**Material:**
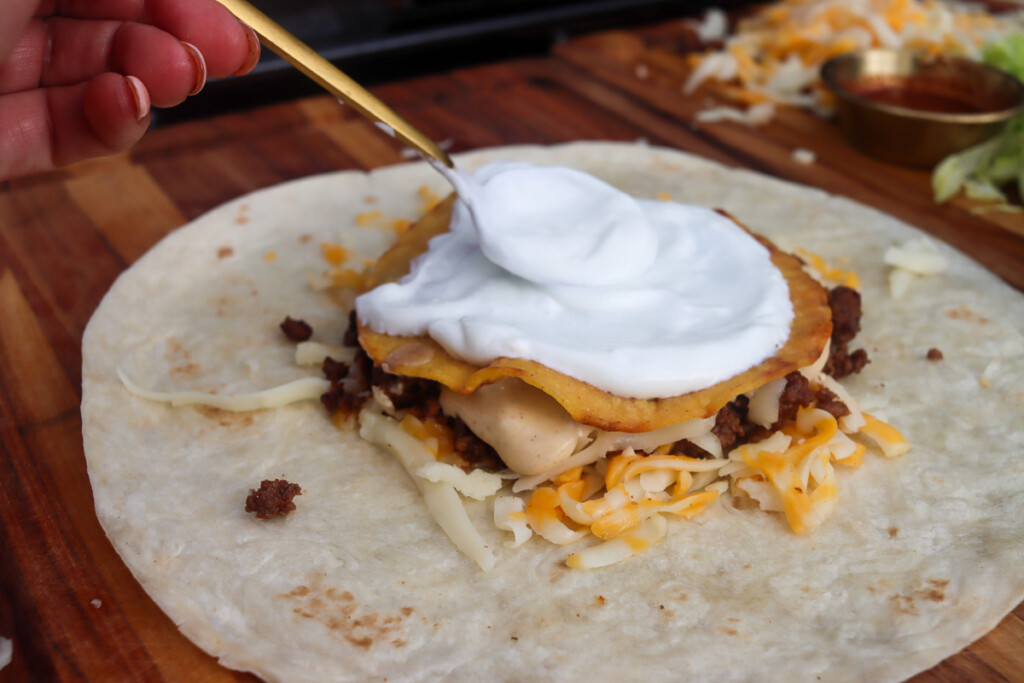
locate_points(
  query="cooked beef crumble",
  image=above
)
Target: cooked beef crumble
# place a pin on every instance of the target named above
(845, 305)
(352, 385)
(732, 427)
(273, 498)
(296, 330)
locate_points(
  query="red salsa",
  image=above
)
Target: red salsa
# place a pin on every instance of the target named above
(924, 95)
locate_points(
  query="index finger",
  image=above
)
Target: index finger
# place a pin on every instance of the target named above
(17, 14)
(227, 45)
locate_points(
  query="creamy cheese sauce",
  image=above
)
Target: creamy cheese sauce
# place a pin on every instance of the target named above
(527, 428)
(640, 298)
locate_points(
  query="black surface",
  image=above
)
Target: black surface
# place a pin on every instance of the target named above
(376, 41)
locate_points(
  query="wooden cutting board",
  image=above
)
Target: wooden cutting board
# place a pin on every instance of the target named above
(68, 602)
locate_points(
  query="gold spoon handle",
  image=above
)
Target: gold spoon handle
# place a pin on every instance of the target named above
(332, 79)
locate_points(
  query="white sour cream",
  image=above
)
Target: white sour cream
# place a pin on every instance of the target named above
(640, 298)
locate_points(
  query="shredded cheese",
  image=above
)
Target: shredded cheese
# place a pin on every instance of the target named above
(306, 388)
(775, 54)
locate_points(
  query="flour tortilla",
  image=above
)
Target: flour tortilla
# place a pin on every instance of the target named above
* * *
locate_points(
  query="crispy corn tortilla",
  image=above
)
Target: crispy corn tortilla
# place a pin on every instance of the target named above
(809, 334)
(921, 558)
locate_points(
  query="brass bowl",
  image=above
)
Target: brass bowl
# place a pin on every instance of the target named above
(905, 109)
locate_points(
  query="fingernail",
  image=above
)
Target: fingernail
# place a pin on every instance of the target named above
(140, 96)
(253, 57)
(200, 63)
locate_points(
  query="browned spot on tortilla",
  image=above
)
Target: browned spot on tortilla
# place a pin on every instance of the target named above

**What needs to be done:** Which lines in the records above contain the word "handle"? Pick out each one and copy it.

**Exercise output:**
  query="gold spoon handle",
Target: gold spoon handle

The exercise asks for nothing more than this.